YOUR TASK - May I please have every record restated word for word, with the images left out?

EXTRACTED MATERIAL -
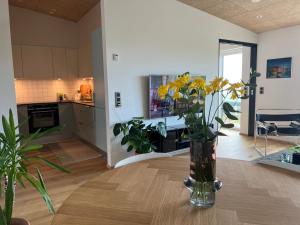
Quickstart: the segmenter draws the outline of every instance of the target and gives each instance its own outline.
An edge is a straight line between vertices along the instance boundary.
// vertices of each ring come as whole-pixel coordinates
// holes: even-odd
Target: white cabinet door
[[[12,46],[15,78],[23,78],[22,46]]]
[[[22,46],[25,79],[54,79],[52,50],[50,47]]]
[[[65,48],[52,48],[53,70],[56,79],[68,79],[67,57]]]
[[[78,50],[66,49],[68,78],[78,78]]]
[[[92,51],[89,44],[79,49],[79,76],[82,78],[93,76]]]

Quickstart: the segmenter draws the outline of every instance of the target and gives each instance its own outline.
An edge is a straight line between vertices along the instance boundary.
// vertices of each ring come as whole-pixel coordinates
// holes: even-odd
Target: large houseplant
[[[174,110],[185,120],[191,143],[190,176],[185,184],[191,191],[191,203],[195,206],[211,207],[215,203],[215,190],[219,184],[216,182],[216,138],[222,135],[220,128],[234,127],[219,117],[219,110],[223,109],[229,120],[237,120],[236,110],[225,100],[228,97],[232,100],[246,98],[246,86],[250,84],[229,83],[221,77],[206,83],[203,78],[192,79],[189,73],[185,73],[158,89],[161,99],[171,98],[180,105]],[[216,124],[219,124],[219,129],[216,129]]]
[[[125,123],[117,123],[113,132],[115,136],[123,135],[121,145],[127,145],[127,151],[135,151],[136,154],[150,153],[156,150],[156,146],[151,142],[150,136],[153,132],[158,132],[166,137],[165,123],[159,122],[157,125],[146,125],[143,118],[133,118]]]
[[[41,161],[60,171],[68,171],[47,159],[33,154],[29,155],[43,147],[42,145],[31,144],[32,141],[57,128],[45,132],[37,131],[28,137],[23,137],[18,134],[18,127],[15,126],[11,110],[8,119],[2,116],[2,127],[3,132],[0,133],[0,184],[4,205],[0,206],[0,225],[26,225],[29,223],[25,219],[12,219],[17,183],[23,188],[25,188],[25,184],[33,186],[41,194],[49,211],[55,212],[40,170],[36,168],[36,176],[31,174],[28,170],[29,164],[33,161]]]

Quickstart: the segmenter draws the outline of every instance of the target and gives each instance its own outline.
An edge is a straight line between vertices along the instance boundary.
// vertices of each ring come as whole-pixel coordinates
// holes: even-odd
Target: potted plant
[[[25,183],[33,186],[42,196],[49,211],[54,213],[54,207],[44,183],[43,176],[38,168],[36,175],[28,170],[28,165],[33,161],[41,161],[46,165],[68,172],[63,167],[56,165],[39,156],[30,156],[28,153],[40,150],[43,146],[31,144],[32,141],[57,130],[49,129],[23,137],[18,134],[18,126],[15,126],[13,113],[9,111],[9,118],[2,116],[3,132],[0,133],[0,179],[1,194],[3,193],[4,205],[0,206],[0,225],[29,225],[29,222],[21,218],[12,218],[15,199],[16,183],[25,188]]]
[[[259,74],[255,73],[251,79],[257,76]],[[174,110],[179,119],[184,118],[190,138],[190,176],[185,184],[191,191],[190,202],[194,206],[206,208],[215,203],[215,191],[221,185],[216,180],[216,139],[223,135],[220,128],[234,127],[219,117],[219,111],[223,109],[225,117],[237,120],[234,115],[237,111],[225,100],[227,97],[231,100],[246,98],[246,86],[250,84],[229,83],[218,77],[206,83],[203,78],[192,79],[189,73],[185,73],[158,89],[161,99],[169,98],[183,106]],[[223,97],[221,101],[219,96]],[[217,124],[219,129],[216,129]]]
[[[151,133],[158,132],[161,136],[167,136],[165,123],[159,122],[156,126],[146,125],[142,119],[142,117],[136,117],[114,126],[114,135],[123,135],[121,145],[128,146],[127,152],[135,150],[136,154],[150,153],[156,150],[156,146],[150,140]]]

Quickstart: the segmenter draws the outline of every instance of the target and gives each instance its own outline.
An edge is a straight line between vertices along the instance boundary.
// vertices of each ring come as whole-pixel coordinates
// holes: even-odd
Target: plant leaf
[[[113,129],[113,133],[115,136],[118,136],[121,133],[121,126],[122,126],[122,124],[120,124],[120,123],[115,124],[114,129]]]
[[[55,210],[52,204],[52,201],[49,197],[49,194],[47,193],[47,190],[45,190],[43,187],[45,185],[43,184],[43,179],[39,177],[39,180],[32,176],[29,173],[24,174],[24,177],[26,180],[40,193],[42,196],[44,202],[46,203],[47,208],[49,209],[50,213],[54,214]]]
[[[228,102],[224,102],[223,104],[223,109],[227,112],[239,112],[237,110],[235,110],[232,105],[230,105]]]
[[[8,174],[7,190],[5,192],[5,216],[7,224],[11,223],[13,204],[14,204],[14,170]]]
[[[225,113],[225,115],[227,116],[228,119],[238,120],[238,118],[236,116],[232,115],[230,112],[224,110],[224,113]]]
[[[43,145],[29,145],[29,146],[25,146],[21,149],[22,153],[25,152],[31,152],[31,151],[37,151],[43,148]]]
[[[127,148],[127,152],[131,152],[132,150],[133,150],[133,146],[129,145],[128,148]]]
[[[49,166],[49,167],[51,167],[51,168],[53,168],[53,169],[56,169],[56,170],[59,170],[59,171],[65,172],[65,173],[70,173],[70,171],[67,170],[67,169],[65,169],[64,167],[59,166],[59,165],[57,165],[56,163],[53,163],[53,162],[51,162],[51,161],[49,161],[49,160],[47,160],[47,159],[44,159],[44,158],[42,158],[42,157],[40,157],[40,156],[30,157],[30,159],[41,160],[41,161],[43,161],[47,166]]]
[[[7,225],[6,218],[5,218],[5,213],[3,209],[0,206],[0,225]]]
[[[220,117],[215,117],[215,120],[223,127],[225,125],[224,121]]]

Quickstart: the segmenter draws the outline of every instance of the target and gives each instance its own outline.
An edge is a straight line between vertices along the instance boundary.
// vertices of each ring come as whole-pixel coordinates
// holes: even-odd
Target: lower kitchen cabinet
[[[61,126],[60,134],[64,138],[70,138],[74,132],[74,116],[73,103],[58,104],[59,110],[59,124]]]
[[[81,104],[73,104],[76,134],[83,140],[95,145],[95,108]]]

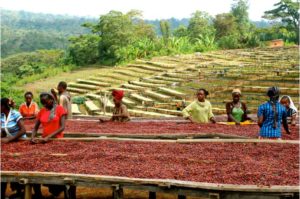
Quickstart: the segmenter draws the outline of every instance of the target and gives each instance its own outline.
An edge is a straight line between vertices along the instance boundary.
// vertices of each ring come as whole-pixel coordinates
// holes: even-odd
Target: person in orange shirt
[[[35,103],[33,99],[32,92],[28,91],[24,95],[25,102],[21,104],[19,108],[20,114],[23,116],[24,119],[35,119],[36,115],[39,112],[39,106]]]
[[[45,143],[53,137],[63,138],[67,112],[62,106],[55,103],[54,96],[51,93],[41,93],[40,100],[44,108],[40,110],[36,117],[37,120],[32,131],[31,142]],[[43,126],[43,133],[42,138],[38,139],[36,138],[36,133],[41,124]]]

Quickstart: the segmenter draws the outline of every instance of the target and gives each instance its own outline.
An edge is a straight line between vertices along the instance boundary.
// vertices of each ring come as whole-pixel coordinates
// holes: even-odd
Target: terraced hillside
[[[110,72],[91,74],[69,82],[76,115],[111,115],[111,91],[125,91],[123,100],[134,117],[176,117],[194,99],[196,89],[209,90],[214,114],[225,113],[233,88],[240,88],[251,113],[267,98],[266,89],[279,86],[299,107],[298,47],[257,48],[158,57],[137,60]]]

YOUR SOLUTION -
Quickstart: the segmenter draws the outline of every instance of the target and gives each instance its own outline.
An edge is a straight line between vertices along the instance boundary.
// vertices of each ring come as whole-pixel coordinates
// holes: even-odd
Target: white cabinet door
[[[12,46],[15,78],[23,78],[22,46]]]
[[[22,46],[25,79],[54,79],[52,50],[50,47]]]
[[[65,48],[52,48],[53,70],[56,79],[68,79],[67,57]]]
[[[78,50],[66,49],[68,78],[78,78]]]
[[[92,51],[89,44],[79,49],[79,76],[82,78],[93,76]]]

Quickstart: the segmenter draws the outline of every instance of the target and gives each instance its own outline.
An edge is a straight line between vertices along the instance boundary.
// vertices of each ring come as whole-pixel coordinates
// holes: even-odd
Target: large houseplant
[[[174,110],[185,120],[191,143],[190,176],[185,184],[191,191],[191,203],[195,206],[211,207],[215,203],[215,190],[219,184],[216,182],[216,138],[222,135],[220,128],[234,127],[219,117],[219,110],[223,109],[229,120],[237,120],[236,110],[225,100],[228,97],[232,100],[246,98],[246,86],[250,84],[229,83],[221,77],[206,83],[203,78],[192,79],[189,73],[185,73],[158,89],[161,99],[171,98],[180,105]],[[216,124],[219,124],[219,129],[216,129]]]
[[[125,123],[117,123],[113,132],[115,136],[123,135],[121,145],[127,145],[127,151],[135,151],[136,154],[150,153],[156,150],[156,146],[151,142],[150,136],[153,132],[158,132],[166,137],[165,123],[159,122],[157,125],[146,125],[143,118],[133,118]]]
[[[41,161],[60,171],[68,171],[47,159],[33,154],[29,155],[43,147],[42,145],[31,144],[32,141],[57,128],[45,132],[37,131],[28,137],[23,137],[18,134],[18,127],[15,126],[11,110],[8,119],[2,116],[2,127],[3,132],[0,133],[0,184],[4,205],[0,206],[0,225],[26,225],[29,223],[25,219],[12,219],[17,183],[23,188],[25,188],[25,184],[33,186],[41,194],[49,211],[55,212],[40,170],[36,168],[36,176],[31,174],[28,170],[29,164],[33,161]]]

Quickstart: the segmenter draws the outline of every instance of the target and gives each instance its own outline.
An edge is a straight line between vertices along the instance boundary.
// vertices of each ring come as whole-pixel coordinates
// holes: even-odd
Target: potted plant
[[[25,183],[33,186],[42,196],[49,211],[54,213],[54,207],[44,183],[43,176],[38,168],[36,175],[28,170],[28,165],[33,161],[41,161],[46,165],[68,172],[63,167],[56,165],[39,156],[30,156],[28,153],[40,150],[43,146],[31,144],[32,141],[57,130],[49,129],[23,137],[18,134],[18,126],[15,126],[13,113],[9,111],[9,118],[2,116],[3,132],[0,133],[0,179],[1,194],[3,193],[4,205],[0,206],[0,225],[29,225],[29,222],[21,218],[12,218],[15,199],[16,183],[25,188]]]
[[[259,74],[255,73],[251,79],[257,76]],[[174,110],[179,119],[184,118],[190,138],[190,176],[185,184],[191,191],[190,202],[194,206],[206,208],[215,203],[215,191],[221,185],[216,180],[216,139],[223,135],[220,128],[234,127],[219,117],[219,111],[223,109],[225,117],[237,120],[234,115],[237,111],[225,100],[227,97],[231,100],[246,98],[246,86],[250,84],[229,83],[218,77],[206,83],[203,78],[192,79],[189,73],[185,73],[158,89],[161,99],[169,98],[183,106]],[[223,97],[221,101],[219,96]],[[217,124],[219,129],[216,129]]]
[[[151,133],[158,132],[161,136],[167,136],[165,123],[159,122],[156,126],[146,125],[142,119],[142,117],[136,117],[114,126],[114,135],[123,135],[121,145],[128,146],[127,152],[135,150],[136,154],[150,153],[156,150],[156,146],[150,140]]]

Quickstart: the segmenter draws the outline of every instance of the target and gives each instance its own outline.
An edge is a straight line between vertices along the instance boundary.
// vertices of each ring come as whole-pixel coordinates
// holes: even-odd
Target: plant leaf
[[[113,129],[113,133],[115,136],[118,136],[121,133],[121,126],[122,126],[122,124],[120,124],[120,123],[115,124],[114,129]]]
[[[55,210],[52,204],[52,201],[49,197],[49,194],[47,193],[47,190],[45,190],[43,187],[45,185],[43,184],[43,179],[39,177],[39,180],[32,176],[29,173],[24,174],[24,177],[26,180],[40,193],[42,196],[44,202],[46,203],[47,208],[49,209],[50,213],[54,214]]]
[[[228,102],[224,102],[223,104],[223,109],[227,112],[239,112],[237,110],[235,110],[232,105],[230,105]]]
[[[8,174],[7,190],[5,192],[5,216],[7,224],[11,223],[13,204],[14,204],[14,170]]]
[[[225,113],[225,115],[227,116],[228,119],[238,120],[238,118],[236,116],[232,115],[230,112],[224,110],[224,113]]]
[[[43,145],[29,145],[29,146],[25,146],[21,149],[22,153],[25,152],[31,152],[31,151],[37,151],[43,148]]]
[[[127,148],[127,152],[131,152],[132,150],[133,150],[133,146],[129,145],[128,148]]]
[[[49,166],[49,167],[51,167],[51,168],[53,168],[53,169],[56,169],[56,170],[59,170],[59,171],[65,172],[65,173],[70,173],[70,171],[67,170],[67,169],[65,169],[64,167],[59,166],[59,165],[57,165],[56,163],[53,163],[53,162],[51,162],[51,161],[49,161],[49,160],[47,160],[47,159],[44,159],[44,158],[42,158],[42,157],[40,157],[40,156],[30,157],[30,159],[41,160],[41,161],[43,161],[47,166]]]
[[[7,225],[6,218],[5,218],[5,213],[3,209],[0,206],[0,225]]]
[[[220,117],[215,117],[215,120],[223,127],[225,125],[224,121]]]

Quickstart: the segmenter draws the outline of every instance of the target and gives each instance its own outline.
An edge is a straight line between vertices along the instance boundary.
// vertices of each ring come as whole-pixel coordinates
// holes: even-odd
Target: lower kitchen cabinet
[[[61,126],[60,134],[64,138],[70,138],[74,132],[74,116],[73,103],[58,104],[59,110],[59,124]]]
[[[81,104],[73,104],[76,134],[83,140],[95,145],[95,108]]]

Quickstart: the segmenter draws the outline of every instance of the target and gives each instance its own outline.
An edge is a straight line between vertices along the instance boundary.
// vertices of each ring come as whole-pixel coordinates
// holes: even-odd
Target: person in orange shirt
[[[35,103],[33,99],[32,92],[28,91],[24,95],[25,102],[21,104],[19,108],[20,114],[23,116],[24,119],[35,119],[36,115],[39,112],[39,106]]]
[[[45,143],[53,137],[63,138],[67,112],[62,106],[55,103],[54,96],[51,93],[41,93],[40,100],[44,108],[40,110],[36,117],[37,120],[32,131],[31,142]],[[43,126],[43,133],[42,138],[38,139],[36,138],[36,133],[41,124]]]

Quickstart: the segmenter draws the outline of every instance of the target and gives each instance its own outline.
An edge is a straight line between vertices along the instance boundary.
// vertices of each ring come as whole-pixel coordinates
// holes: even-odd
Target: terraced hillside
[[[110,72],[91,74],[69,82],[76,115],[111,115],[111,91],[125,91],[123,100],[134,117],[176,117],[194,99],[196,89],[209,90],[214,114],[225,113],[233,88],[240,88],[251,113],[267,98],[266,89],[279,86],[299,107],[298,47],[257,48],[158,57],[137,60]]]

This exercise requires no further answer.